··· Items ···
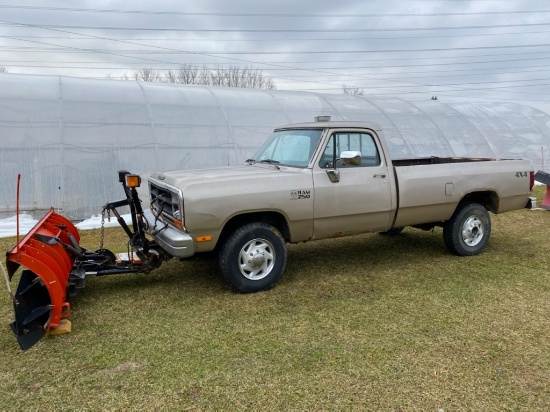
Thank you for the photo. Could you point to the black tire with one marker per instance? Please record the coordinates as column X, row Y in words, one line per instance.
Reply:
column 252, row 258
column 468, row 230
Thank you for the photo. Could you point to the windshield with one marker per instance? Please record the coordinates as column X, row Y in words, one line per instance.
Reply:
column 289, row 148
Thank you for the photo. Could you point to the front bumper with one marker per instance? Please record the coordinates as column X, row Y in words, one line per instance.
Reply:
column 174, row 242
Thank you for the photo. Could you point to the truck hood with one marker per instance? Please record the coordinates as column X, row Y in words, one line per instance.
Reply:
column 184, row 178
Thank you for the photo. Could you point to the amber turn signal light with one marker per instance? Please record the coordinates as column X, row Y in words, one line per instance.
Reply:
column 133, row 180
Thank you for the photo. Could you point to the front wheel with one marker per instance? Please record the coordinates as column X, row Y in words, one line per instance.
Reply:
column 253, row 258
column 468, row 230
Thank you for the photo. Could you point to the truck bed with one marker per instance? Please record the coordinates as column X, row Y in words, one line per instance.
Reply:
column 434, row 160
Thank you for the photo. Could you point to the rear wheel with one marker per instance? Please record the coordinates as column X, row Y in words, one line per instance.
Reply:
column 468, row 230
column 253, row 258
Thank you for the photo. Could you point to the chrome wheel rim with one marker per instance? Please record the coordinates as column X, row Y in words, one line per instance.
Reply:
column 472, row 231
column 256, row 259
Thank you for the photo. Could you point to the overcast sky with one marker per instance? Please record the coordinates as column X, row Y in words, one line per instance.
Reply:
column 494, row 50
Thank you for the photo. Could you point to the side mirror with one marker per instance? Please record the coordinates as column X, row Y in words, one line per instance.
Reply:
column 347, row 157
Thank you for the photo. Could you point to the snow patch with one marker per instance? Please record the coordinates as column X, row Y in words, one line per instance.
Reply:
column 8, row 226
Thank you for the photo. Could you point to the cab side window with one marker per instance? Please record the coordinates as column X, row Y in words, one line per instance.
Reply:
column 361, row 142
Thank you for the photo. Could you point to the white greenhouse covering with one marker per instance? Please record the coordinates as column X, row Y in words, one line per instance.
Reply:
column 68, row 136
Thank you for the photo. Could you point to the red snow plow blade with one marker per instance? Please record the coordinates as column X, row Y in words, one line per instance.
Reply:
column 57, row 266
column 40, row 299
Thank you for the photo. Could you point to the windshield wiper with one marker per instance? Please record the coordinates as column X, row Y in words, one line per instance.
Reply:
column 271, row 162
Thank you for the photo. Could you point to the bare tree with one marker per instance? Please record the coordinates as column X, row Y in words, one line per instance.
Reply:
column 230, row 76
column 353, row 90
column 147, row 75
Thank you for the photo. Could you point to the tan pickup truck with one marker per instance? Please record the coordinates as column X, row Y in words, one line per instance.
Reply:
column 323, row 180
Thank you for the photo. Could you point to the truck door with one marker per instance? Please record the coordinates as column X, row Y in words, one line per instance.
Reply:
column 359, row 198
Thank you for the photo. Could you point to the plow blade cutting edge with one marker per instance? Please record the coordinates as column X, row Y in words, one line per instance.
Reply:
column 40, row 299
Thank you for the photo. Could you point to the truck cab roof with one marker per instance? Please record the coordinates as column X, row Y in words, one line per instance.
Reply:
column 332, row 124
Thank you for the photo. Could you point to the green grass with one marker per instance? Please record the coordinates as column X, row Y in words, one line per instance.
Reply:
column 368, row 322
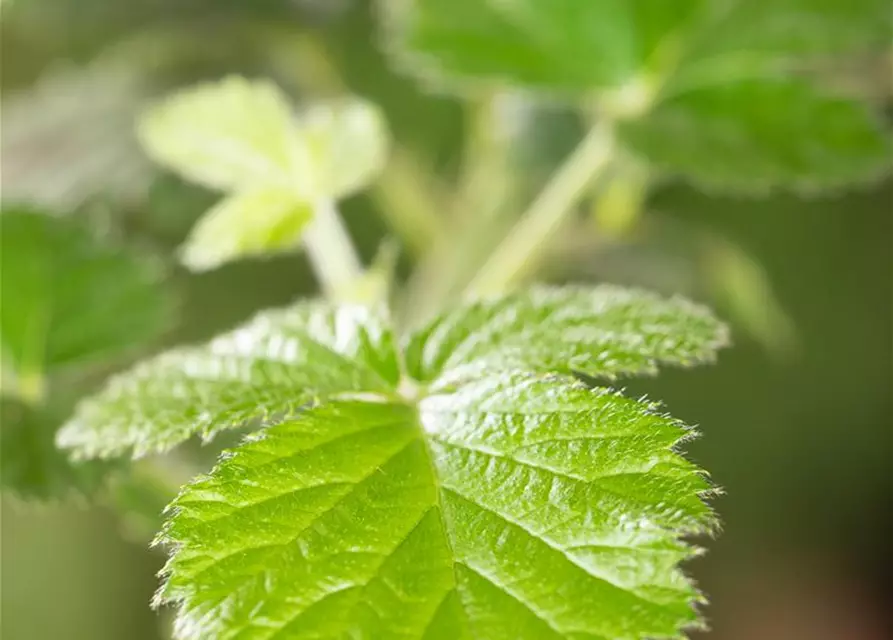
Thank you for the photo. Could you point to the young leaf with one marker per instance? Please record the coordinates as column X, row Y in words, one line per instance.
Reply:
column 511, row 501
column 229, row 135
column 755, row 134
column 241, row 137
column 68, row 299
column 255, row 222
column 564, row 45
column 266, row 370
column 520, row 507
column 347, row 144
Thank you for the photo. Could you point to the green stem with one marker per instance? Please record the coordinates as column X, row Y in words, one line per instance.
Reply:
column 330, row 249
column 409, row 200
column 31, row 388
column 523, row 249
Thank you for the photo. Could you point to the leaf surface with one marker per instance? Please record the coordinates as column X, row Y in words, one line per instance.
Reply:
column 255, row 222
column 603, row 332
column 785, row 28
column 31, row 467
column 559, row 45
column 491, row 495
column 523, row 506
column 269, row 368
column 226, row 135
column 68, row 299
column 752, row 135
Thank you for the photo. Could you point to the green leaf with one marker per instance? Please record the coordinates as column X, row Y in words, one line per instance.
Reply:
column 264, row 371
column 238, row 135
column 241, row 137
column 31, row 467
column 492, row 496
column 227, row 135
column 346, row 143
column 256, row 222
column 519, row 507
column 603, row 332
column 67, row 299
column 782, row 28
column 755, row 134
column 563, row 45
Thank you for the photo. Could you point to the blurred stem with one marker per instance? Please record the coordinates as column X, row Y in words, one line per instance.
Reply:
column 484, row 193
column 330, row 249
column 31, row 387
column 407, row 193
column 617, row 204
column 523, row 249
column 408, row 200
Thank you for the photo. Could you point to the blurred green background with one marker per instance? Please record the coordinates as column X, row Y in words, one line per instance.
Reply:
column 796, row 418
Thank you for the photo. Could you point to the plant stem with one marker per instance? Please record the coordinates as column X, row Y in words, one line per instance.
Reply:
column 409, row 198
column 408, row 194
column 330, row 249
column 522, row 250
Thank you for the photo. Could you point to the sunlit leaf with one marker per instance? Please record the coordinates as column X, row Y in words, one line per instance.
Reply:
column 347, row 143
column 261, row 221
column 493, row 495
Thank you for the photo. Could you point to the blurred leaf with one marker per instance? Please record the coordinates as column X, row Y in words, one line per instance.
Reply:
column 376, row 284
column 794, row 27
column 346, row 143
column 69, row 137
column 564, row 45
column 240, row 136
column 267, row 369
column 31, row 467
column 260, row 221
column 227, row 135
column 753, row 135
column 68, row 299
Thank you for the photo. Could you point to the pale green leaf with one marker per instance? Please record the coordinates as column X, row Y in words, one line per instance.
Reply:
column 68, row 299
column 756, row 134
column 602, row 332
column 783, row 28
column 228, row 135
column 519, row 507
column 346, row 142
column 563, row 45
column 31, row 467
column 255, row 222
column 268, row 369
column 238, row 134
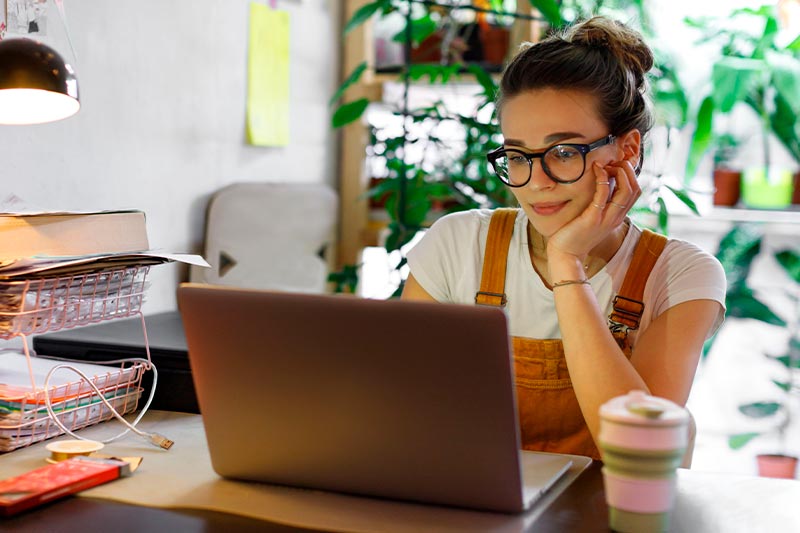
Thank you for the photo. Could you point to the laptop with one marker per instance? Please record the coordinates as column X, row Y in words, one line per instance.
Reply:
column 393, row 399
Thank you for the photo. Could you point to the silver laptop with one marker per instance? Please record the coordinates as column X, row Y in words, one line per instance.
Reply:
column 393, row 399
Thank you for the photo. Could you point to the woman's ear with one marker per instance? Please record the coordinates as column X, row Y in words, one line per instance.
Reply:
column 630, row 146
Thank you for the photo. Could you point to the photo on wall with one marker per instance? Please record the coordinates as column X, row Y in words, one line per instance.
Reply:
column 25, row 17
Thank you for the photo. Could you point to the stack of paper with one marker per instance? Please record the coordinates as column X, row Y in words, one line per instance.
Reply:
column 24, row 418
column 60, row 270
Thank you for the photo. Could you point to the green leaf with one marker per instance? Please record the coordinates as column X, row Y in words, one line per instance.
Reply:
column 663, row 215
column 684, row 197
column 351, row 79
column 736, row 442
column 485, row 80
column 785, row 386
column 794, row 46
column 363, row 14
column 759, row 409
column 550, row 10
column 790, row 261
column 737, row 250
column 350, row 112
column 734, row 79
column 345, row 280
column 701, row 138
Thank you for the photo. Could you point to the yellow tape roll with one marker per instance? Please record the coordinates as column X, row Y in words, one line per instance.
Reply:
column 64, row 449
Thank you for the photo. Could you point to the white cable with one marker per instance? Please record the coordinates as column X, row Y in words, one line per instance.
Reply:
column 154, row 438
column 60, row 5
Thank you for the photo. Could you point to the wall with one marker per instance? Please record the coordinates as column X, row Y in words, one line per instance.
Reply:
column 163, row 87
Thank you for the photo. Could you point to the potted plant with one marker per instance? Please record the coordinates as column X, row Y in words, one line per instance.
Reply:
column 737, row 251
column 755, row 70
column 727, row 179
column 424, row 170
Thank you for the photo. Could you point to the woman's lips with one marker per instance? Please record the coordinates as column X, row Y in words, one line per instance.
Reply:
column 548, row 208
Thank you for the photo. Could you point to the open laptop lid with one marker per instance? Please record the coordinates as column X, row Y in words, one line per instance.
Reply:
column 397, row 399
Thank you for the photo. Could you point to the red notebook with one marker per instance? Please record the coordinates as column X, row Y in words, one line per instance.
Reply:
column 55, row 481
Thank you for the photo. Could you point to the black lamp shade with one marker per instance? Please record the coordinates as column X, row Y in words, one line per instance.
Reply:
column 36, row 85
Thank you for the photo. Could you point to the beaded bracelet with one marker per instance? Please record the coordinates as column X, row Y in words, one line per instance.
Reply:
column 566, row 282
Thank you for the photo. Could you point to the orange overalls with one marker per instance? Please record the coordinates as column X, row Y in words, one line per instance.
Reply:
column 550, row 417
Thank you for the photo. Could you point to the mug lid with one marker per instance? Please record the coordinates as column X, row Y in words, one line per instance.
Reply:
column 639, row 408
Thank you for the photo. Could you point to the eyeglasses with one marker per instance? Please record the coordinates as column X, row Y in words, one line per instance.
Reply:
column 563, row 163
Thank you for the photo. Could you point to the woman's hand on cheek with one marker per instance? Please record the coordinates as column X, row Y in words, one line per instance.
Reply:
column 616, row 191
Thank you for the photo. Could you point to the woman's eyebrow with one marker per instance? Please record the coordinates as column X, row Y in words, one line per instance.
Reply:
column 550, row 139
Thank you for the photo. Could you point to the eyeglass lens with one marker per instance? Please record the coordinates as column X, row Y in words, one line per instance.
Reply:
column 561, row 163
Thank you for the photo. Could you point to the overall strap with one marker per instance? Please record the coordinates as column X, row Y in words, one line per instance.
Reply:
column 628, row 305
column 495, row 258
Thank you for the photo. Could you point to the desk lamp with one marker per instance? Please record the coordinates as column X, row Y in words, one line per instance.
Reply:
column 36, row 84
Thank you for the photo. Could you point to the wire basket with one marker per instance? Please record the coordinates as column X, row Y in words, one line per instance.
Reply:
column 33, row 306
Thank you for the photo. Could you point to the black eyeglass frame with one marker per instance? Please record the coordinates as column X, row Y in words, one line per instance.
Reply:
column 584, row 149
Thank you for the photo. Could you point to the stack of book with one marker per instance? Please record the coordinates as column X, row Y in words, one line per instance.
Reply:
column 60, row 270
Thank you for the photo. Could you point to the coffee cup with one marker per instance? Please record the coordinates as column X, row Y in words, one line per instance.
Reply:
column 642, row 441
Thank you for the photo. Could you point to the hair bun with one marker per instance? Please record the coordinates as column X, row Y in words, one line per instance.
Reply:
column 625, row 44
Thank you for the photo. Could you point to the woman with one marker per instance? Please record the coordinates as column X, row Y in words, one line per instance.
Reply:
column 573, row 115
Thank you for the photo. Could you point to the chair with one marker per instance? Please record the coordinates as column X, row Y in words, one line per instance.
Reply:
column 274, row 236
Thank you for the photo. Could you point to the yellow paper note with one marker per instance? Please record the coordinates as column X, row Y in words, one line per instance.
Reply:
column 268, row 77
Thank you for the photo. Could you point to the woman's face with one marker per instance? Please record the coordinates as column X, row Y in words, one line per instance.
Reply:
column 534, row 121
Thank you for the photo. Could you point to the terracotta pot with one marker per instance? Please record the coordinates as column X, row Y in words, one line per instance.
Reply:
column 776, row 465
column 727, row 186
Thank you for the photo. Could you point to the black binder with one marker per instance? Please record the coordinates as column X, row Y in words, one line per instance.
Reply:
column 119, row 339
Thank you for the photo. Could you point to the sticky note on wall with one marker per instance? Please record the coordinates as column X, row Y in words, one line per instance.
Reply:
column 268, row 77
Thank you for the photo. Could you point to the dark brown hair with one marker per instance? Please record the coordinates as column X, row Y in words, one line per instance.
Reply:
column 600, row 56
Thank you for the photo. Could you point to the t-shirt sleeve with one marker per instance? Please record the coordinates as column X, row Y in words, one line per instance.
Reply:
column 446, row 249
column 692, row 274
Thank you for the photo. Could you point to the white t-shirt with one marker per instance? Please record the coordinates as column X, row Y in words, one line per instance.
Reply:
column 448, row 261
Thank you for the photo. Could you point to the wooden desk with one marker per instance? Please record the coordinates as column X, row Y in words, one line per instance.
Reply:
column 705, row 503
column 182, row 487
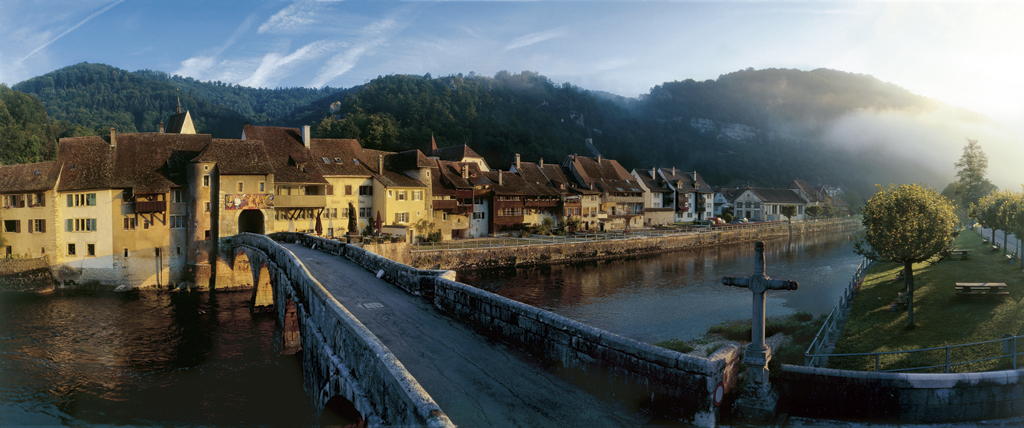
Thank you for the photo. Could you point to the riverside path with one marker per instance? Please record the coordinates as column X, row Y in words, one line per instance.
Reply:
column 475, row 380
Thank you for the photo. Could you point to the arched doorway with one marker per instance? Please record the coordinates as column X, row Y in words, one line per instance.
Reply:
column 251, row 221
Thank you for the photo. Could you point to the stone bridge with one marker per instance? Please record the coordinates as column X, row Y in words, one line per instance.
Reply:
column 543, row 370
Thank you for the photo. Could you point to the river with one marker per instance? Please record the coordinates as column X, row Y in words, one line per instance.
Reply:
column 86, row 358
column 679, row 295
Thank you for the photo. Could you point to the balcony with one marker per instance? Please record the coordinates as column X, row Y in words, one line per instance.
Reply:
column 300, row 201
column 143, row 207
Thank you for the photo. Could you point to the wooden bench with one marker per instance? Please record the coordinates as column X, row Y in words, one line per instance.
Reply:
column 963, row 254
column 981, row 289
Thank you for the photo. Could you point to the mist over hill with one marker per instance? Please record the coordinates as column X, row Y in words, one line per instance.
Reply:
column 760, row 127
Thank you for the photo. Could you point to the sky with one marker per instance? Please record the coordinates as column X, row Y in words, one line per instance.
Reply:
column 966, row 54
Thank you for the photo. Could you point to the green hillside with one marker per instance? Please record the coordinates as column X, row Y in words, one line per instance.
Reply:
column 762, row 127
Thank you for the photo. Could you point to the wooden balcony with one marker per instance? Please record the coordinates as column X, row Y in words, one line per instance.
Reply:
column 142, row 207
column 300, row 201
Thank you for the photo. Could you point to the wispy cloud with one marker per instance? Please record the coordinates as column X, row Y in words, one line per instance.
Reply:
column 535, row 38
column 373, row 35
column 274, row 65
column 295, row 16
column 75, row 27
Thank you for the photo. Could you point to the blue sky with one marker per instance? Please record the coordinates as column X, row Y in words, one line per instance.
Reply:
column 964, row 53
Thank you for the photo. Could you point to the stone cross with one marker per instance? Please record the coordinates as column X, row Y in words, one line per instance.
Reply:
column 758, row 355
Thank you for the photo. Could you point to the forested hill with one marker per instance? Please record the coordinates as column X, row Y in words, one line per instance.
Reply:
column 762, row 127
column 100, row 96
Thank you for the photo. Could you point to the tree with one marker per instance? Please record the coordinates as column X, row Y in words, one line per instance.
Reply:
column 788, row 211
column 972, row 184
column 906, row 224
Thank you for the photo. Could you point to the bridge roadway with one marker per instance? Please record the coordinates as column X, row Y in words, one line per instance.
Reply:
column 477, row 381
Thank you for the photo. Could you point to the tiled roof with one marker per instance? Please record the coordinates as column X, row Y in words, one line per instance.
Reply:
column 29, row 177
column 777, row 196
column 292, row 163
column 344, row 157
column 457, row 153
column 86, row 163
column 238, row 157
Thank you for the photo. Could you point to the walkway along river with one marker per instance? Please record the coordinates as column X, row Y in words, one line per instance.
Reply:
column 679, row 295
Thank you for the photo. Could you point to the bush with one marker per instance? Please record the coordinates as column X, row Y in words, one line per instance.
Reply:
column 676, row 345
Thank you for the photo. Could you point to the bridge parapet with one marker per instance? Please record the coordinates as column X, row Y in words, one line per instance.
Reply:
column 340, row 355
column 672, row 383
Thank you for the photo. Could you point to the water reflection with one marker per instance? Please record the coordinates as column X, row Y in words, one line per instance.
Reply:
column 144, row 358
column 679, row 295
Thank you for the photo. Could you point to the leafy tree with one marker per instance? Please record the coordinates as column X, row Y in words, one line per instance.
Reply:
column 906, row 224
column 971, row 183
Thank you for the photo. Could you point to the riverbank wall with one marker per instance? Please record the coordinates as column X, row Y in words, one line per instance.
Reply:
column 626, row 247
column 26, row 274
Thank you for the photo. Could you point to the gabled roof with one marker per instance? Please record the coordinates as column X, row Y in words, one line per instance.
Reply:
column 456, row 153
column 29, row 177
column 86, row 163
column 291, row 160
column 777, row 196
column 238, row 157
column 343, row 157
column 807, row 190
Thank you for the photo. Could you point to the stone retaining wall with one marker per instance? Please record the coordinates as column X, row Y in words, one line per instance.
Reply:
column 480, row 258
column 26, row 274
column 340, row 355
column 901, row 397
column 667, row 381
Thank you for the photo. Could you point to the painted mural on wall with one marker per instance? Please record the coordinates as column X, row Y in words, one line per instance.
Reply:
column 248, row 201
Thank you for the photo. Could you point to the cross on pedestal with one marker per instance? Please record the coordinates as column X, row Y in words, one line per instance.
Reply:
column 758, row 392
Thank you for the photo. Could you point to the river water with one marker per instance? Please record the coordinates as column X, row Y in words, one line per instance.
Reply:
column 679, row 295
column 86, row 358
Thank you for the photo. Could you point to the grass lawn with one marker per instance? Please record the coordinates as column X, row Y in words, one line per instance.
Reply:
column 941, row 316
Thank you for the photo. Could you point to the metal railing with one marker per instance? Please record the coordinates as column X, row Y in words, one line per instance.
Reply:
column 1009, row 350
column 829, row 329
column 536, row 240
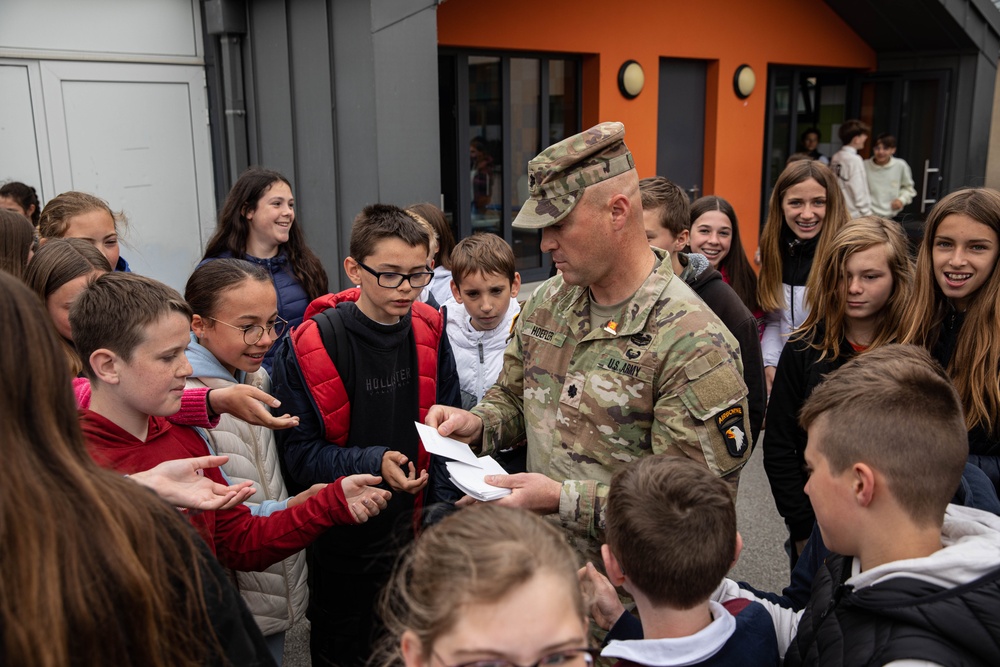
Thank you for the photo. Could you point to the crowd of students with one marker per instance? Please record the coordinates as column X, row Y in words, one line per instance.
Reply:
column 876, row 399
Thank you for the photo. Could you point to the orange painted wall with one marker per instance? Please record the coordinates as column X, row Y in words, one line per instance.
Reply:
column 727, row 32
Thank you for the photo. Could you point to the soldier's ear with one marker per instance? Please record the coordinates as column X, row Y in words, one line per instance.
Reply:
column 620, row 208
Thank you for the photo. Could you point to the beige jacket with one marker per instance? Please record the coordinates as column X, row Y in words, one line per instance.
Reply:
column 279, row 595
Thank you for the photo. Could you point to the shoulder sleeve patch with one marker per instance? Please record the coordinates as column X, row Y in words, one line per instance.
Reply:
column 730, row 425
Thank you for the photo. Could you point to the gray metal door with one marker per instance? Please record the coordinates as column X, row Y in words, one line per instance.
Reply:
column 680, row 143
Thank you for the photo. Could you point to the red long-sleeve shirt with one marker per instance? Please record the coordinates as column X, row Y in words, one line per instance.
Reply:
column 239, row 540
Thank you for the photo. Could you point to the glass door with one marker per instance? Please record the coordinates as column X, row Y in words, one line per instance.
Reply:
column 913, row 107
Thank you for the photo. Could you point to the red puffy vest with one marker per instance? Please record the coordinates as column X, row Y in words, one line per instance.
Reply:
column 323, row 381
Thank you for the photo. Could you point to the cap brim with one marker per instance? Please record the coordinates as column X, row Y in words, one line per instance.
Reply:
column 540, row 213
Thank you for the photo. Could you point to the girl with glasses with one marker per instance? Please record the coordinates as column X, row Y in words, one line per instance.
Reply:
column 96, row 570
column 235, row 323
column 257, row 223
column 488, row 586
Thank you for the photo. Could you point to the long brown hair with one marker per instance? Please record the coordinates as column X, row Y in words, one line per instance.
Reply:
column 56, row 263
column 16, row 238
column 735, row 264
column 233, row 230
column 119, row 582
column 477, row 555
column 769, row 293
column 829, row 293
column 974, row 367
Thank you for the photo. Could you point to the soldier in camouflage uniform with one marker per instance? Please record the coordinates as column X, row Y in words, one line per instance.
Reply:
column 611, row 360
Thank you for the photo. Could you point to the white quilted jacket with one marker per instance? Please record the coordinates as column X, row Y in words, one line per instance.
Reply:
column 278, row 596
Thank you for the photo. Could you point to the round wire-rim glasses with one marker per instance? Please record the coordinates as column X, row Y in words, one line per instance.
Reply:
column 252, row 333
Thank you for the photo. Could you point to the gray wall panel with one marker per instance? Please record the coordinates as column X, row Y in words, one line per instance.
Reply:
column 272, row 86
column 407, row 114
column 980, row 120
column 342, row 98
column 311, row 107
column 354, row 118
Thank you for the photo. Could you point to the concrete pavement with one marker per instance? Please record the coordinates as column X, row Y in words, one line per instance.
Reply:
column 763, row 562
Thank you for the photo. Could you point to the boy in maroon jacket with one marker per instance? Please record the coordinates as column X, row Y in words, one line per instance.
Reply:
column 131, row 332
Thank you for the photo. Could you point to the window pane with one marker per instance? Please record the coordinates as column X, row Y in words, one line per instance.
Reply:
···
## What you are asked to do
Rewrite the records from the line with "Thank you for the photo. Could you point to the concrete" through the end of the records, replacing "maroon jacket" with "red jacket" and leaving everything else unchanged.

## Task response
Thank you for the photo. Could you point to the concrete pavement with one marker per instance? Please record the coordinates as column X, row Y in words, one line per instance.
Reply:
column 763, row 562
Thank you for the photo. Could you point to the boy in red jacket with one marker per instance? Please record the coordinates as column X, row Y in words, one line per instance.
Reply:
column 131, row 332
Thank you for the photo. Could you point to the window pane with one marker per instance? Please record the coordinates as column X, row Y in words, one line per instance.
Reply:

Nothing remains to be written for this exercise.